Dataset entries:

++++++++++++++++++++

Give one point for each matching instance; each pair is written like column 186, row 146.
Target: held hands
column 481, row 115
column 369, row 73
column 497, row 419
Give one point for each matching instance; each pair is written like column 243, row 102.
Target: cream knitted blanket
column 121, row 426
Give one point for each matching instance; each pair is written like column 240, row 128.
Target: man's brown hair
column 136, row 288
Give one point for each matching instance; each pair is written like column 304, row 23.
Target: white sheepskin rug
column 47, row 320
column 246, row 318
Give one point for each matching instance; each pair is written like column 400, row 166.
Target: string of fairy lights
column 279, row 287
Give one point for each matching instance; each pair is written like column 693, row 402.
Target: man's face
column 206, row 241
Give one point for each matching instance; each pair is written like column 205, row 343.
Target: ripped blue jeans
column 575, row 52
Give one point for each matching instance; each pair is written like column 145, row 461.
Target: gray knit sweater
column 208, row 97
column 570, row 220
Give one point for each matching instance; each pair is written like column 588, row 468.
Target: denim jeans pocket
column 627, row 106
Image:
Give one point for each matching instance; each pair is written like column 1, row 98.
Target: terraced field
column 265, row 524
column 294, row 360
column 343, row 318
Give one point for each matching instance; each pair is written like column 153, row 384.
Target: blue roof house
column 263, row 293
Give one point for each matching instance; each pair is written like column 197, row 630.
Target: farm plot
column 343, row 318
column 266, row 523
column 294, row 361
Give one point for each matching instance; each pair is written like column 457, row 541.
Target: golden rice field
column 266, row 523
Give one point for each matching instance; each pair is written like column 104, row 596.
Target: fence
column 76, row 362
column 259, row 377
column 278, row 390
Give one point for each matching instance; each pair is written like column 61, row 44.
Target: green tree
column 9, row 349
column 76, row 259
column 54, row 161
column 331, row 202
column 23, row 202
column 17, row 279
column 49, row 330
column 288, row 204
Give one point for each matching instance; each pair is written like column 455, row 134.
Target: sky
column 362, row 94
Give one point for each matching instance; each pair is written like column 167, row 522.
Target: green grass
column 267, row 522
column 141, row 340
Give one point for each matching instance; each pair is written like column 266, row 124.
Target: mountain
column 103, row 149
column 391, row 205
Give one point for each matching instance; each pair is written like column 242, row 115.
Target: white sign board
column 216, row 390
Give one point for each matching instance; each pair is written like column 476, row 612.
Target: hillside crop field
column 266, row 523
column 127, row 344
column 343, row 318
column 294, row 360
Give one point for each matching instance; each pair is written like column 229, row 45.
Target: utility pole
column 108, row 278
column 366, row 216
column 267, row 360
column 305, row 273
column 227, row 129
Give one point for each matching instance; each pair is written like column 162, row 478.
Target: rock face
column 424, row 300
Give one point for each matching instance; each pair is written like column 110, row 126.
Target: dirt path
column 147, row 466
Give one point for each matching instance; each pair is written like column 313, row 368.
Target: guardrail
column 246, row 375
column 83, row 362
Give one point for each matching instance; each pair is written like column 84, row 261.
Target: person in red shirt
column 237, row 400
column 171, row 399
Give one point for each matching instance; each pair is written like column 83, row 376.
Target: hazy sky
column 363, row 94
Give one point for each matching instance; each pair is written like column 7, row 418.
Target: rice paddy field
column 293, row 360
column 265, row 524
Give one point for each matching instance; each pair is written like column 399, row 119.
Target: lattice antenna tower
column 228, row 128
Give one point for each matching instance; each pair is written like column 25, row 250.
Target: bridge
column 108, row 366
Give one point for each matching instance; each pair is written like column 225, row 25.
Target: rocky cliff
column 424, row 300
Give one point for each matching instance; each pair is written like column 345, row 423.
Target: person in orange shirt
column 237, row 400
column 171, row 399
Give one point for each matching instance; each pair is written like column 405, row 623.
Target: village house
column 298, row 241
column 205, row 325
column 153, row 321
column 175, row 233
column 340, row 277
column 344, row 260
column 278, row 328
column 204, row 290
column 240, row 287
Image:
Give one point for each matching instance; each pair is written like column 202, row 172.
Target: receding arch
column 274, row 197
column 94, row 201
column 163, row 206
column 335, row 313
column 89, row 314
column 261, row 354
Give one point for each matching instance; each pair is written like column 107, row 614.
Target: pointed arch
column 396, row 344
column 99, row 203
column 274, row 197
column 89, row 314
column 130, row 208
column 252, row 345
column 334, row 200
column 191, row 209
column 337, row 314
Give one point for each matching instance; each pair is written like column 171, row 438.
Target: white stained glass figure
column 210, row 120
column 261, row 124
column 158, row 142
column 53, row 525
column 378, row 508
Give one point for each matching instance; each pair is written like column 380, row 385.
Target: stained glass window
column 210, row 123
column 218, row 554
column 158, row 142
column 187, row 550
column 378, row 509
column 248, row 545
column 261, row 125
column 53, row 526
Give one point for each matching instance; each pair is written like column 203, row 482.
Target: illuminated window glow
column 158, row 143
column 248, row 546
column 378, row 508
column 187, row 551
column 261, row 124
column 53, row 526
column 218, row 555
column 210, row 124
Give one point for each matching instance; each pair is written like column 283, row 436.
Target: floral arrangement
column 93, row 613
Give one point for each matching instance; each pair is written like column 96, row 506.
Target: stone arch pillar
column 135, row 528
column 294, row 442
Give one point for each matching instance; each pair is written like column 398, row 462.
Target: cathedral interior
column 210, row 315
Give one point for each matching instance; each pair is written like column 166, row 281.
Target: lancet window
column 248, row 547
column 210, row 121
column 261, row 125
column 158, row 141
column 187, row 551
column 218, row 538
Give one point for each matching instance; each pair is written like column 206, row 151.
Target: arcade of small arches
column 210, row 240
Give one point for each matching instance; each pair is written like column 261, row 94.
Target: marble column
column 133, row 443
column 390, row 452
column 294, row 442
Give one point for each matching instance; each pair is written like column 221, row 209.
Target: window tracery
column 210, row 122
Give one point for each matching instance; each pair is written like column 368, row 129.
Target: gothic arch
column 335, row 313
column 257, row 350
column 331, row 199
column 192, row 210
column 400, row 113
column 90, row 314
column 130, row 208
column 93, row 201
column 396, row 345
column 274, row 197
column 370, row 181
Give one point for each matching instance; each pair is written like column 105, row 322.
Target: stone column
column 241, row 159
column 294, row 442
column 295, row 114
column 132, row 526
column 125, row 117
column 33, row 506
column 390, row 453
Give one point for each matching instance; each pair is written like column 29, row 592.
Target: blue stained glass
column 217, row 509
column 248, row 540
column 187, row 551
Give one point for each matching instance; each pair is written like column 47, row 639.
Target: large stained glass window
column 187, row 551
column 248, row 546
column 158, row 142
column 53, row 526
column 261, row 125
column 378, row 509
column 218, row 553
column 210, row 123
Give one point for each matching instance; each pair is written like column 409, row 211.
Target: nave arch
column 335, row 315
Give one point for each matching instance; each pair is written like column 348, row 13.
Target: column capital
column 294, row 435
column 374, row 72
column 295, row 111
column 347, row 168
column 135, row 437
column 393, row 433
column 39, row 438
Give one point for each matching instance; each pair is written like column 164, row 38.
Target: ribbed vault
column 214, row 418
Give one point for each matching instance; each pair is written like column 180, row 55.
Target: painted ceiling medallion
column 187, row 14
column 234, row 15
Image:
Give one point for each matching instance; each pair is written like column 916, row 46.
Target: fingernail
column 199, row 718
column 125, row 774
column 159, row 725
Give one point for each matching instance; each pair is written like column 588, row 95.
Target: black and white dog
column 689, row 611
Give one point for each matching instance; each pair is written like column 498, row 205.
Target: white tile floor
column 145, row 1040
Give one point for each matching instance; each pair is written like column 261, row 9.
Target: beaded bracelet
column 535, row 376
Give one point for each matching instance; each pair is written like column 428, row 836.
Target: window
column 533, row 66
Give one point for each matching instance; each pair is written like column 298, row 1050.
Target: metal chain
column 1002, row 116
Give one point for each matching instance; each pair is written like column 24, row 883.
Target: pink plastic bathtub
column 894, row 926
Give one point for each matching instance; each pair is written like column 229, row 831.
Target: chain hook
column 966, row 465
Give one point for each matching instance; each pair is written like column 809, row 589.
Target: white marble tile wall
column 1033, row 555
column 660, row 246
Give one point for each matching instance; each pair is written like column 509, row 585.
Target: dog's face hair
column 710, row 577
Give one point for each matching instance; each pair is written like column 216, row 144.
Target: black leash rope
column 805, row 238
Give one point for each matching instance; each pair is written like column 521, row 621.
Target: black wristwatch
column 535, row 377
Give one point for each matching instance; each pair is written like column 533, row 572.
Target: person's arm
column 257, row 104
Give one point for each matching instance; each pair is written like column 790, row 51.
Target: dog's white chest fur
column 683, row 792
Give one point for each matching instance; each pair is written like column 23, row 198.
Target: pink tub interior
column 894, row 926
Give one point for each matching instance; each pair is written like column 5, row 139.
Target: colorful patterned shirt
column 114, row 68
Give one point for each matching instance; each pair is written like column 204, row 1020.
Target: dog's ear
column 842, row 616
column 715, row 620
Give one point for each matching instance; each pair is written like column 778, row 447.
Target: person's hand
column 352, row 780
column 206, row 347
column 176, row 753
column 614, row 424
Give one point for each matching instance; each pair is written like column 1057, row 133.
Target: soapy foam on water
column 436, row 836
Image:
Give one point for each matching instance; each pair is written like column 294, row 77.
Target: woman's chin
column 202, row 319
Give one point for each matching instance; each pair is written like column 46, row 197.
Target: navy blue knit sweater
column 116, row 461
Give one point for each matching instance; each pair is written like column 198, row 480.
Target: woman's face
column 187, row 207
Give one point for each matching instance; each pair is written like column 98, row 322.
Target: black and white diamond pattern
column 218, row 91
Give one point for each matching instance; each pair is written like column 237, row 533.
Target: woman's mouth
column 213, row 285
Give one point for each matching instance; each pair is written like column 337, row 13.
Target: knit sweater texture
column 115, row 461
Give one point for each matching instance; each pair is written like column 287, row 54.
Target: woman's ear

++++++++++++++++++++

» TASK DESCRIPTION
Please return only the lines above, starting at the line that has "Target: white sheepskin rug" and ending at the line that has "column 1, row 98.", keeping both and leaving each one unchanged.

» SOLUTION
Target: white sheepskin rug
column 47, row 320
column 246, row 318
Give one point for each matching instance; each pair is written like column 400, row 166.
Target: string of fairy lights
column 279, row 287
Give one point for each matching instance; each pair is written like column 693, row 402.
Target: man's face
column 206, row 241
Give one point for each matching instance; each pair is written like column 205, row 343.
Target: ripped blue jeans
column 575, row 52
Give one point for each matching instance; each pair is written like column 145, row 461.
Target: gray knit sweater
column 208, row 97
column 570, row 220
Give one point for each matching instance; each pair is written like column 588, row 468.
Target: denim jeans pocket
column 627, row 106
Image:
Give one point for each matching instance; each pair is written like column 1, row 98.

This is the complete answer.